SET EXERCISE:
Swap "Provide" for "Give" in the part of the stored data below that opens with the line containing "else: point(197, 165)." and closes with the line containing "Target: orange beak". Write out only those lines with nothing else changed, and leave the pictures out.

(Stored data)
[Start]

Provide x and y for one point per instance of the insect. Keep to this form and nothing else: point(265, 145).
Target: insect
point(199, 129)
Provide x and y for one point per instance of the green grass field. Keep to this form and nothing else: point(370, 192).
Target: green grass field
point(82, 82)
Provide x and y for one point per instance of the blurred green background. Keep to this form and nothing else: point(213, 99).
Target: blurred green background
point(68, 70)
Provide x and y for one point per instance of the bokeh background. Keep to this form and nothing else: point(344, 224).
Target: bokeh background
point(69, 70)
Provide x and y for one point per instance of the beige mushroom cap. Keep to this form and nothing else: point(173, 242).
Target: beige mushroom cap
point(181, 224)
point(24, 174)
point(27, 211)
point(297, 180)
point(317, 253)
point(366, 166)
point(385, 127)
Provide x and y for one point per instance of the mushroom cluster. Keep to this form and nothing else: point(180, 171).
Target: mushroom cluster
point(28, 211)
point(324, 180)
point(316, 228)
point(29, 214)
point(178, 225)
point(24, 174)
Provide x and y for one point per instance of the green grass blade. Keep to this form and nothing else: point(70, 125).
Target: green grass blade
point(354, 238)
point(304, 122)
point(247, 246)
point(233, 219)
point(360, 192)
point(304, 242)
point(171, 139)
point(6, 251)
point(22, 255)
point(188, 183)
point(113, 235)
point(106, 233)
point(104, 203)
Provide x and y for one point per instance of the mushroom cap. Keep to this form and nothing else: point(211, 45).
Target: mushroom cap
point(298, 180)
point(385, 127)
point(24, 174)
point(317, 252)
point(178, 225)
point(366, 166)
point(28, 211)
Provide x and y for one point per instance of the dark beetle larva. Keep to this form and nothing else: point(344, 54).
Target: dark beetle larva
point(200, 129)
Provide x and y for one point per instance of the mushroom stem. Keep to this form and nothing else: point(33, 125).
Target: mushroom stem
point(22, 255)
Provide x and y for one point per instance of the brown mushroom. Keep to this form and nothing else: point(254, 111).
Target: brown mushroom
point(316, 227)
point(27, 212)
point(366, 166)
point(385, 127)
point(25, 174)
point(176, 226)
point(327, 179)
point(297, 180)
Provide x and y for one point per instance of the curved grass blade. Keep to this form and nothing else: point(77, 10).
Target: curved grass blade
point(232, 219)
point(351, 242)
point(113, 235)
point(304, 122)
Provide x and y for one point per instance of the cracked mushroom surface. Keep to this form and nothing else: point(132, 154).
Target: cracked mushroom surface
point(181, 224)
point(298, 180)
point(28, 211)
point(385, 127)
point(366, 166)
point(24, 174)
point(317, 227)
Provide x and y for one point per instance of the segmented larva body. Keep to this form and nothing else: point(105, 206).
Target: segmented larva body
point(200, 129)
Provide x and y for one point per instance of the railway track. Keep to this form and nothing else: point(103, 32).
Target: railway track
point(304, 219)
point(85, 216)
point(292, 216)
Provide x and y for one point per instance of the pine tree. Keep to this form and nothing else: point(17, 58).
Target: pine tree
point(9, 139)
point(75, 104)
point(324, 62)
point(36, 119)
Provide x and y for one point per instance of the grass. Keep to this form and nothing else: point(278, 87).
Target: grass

[End]
[Start]

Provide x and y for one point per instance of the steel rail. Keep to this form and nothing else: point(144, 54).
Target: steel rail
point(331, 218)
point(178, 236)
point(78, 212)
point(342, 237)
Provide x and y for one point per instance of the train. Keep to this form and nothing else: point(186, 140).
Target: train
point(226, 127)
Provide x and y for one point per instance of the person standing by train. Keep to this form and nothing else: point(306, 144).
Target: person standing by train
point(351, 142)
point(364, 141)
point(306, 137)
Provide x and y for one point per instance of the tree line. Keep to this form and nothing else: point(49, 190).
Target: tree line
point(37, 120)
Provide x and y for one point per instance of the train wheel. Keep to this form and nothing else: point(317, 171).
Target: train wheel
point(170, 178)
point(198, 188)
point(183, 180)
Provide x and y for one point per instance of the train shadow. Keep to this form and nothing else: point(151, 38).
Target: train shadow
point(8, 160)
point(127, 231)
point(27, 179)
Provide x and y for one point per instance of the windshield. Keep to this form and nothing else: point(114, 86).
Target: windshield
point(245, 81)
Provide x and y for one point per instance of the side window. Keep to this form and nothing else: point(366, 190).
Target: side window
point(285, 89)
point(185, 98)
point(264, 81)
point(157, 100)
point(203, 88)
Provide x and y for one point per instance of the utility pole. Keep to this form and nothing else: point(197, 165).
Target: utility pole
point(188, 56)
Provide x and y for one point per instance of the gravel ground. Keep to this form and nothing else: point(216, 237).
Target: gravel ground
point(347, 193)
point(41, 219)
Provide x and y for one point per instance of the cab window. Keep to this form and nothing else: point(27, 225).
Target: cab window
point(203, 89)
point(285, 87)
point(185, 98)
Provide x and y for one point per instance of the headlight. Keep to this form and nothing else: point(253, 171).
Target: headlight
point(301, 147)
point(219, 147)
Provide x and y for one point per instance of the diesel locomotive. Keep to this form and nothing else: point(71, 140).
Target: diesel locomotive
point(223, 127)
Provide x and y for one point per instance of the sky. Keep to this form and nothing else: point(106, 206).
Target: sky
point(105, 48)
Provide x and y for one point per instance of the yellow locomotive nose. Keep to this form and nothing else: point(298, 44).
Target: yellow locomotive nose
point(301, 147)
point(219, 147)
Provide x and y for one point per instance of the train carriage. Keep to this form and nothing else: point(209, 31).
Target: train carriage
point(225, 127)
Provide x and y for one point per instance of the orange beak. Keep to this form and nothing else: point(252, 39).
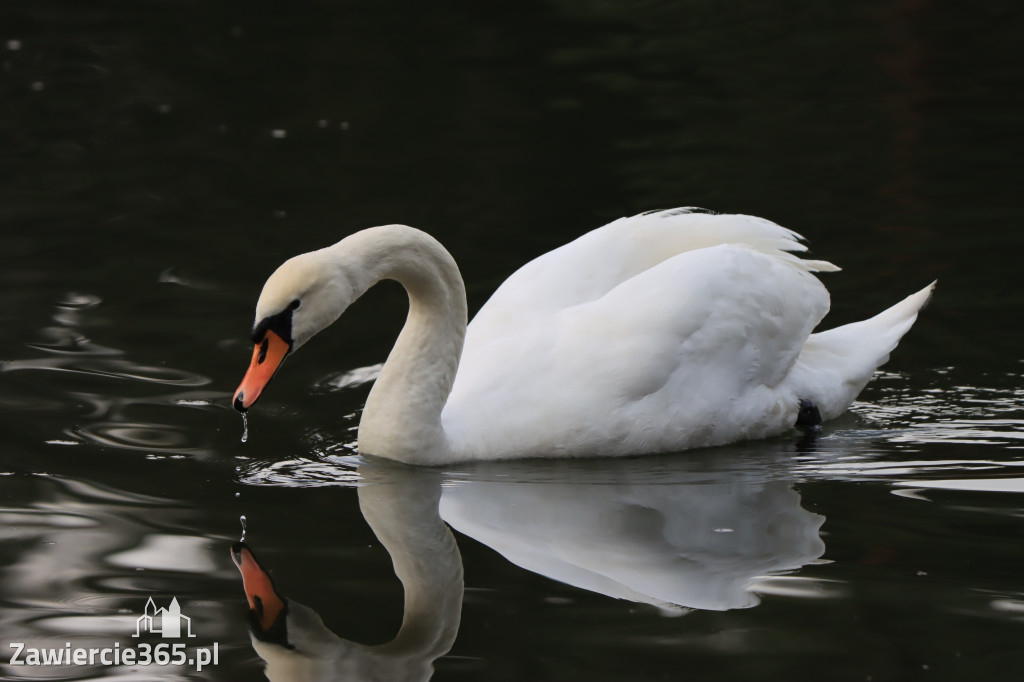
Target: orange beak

[End]

OUTPUT OF THE EXERCISE:
Give x and y for one point per instance of the utility pole. Keep to this form and nothing else: point(197, 165).
Target: utility pole
point(188, 56)
Give x and y for one point per instance of the gravel ground. Keep to this form and nothing else: point(216, 237).
Target: gravel ground
point(347, 193)
point(41, 219)
Give x and y for one point per instance of the cab window. Keep to this form and nothing else: point(27, 225).
Target: cab window
point(203, 89)
point(285, 87)
point(185, 98)
Give x and y for one point per instance of the headlight. Keep to this form and nothing else: point(253, 171).
Target: headlight
point(301, 147)
point(219, 147)
Give x and y for one point per instance of the diesel locomotive. Keep to this form and nothing else: point(71, 140).
Target: diesel locomotive
point(223, 127)
Give x and y for one point per instance of the sky. Keep to this form and nothing else: point(106, 206).
Target: sky
point(105, 48)
Give x and y for one point per instance of the yellow locomotive nose. Keep to this form and nothing else: point(298, 44).
Target: yellow locomotive nose
point(301, 147)
point(219, 147)
Give x and y for one point per instance of the train carriage. Keep to this form and nothing else: point(209, 31).
Target: train carriage
point(225, 127)
Give x and y for one point per instance of the orange beak. Keep to this form and nothing else: point(252, 39).
Target: orange beak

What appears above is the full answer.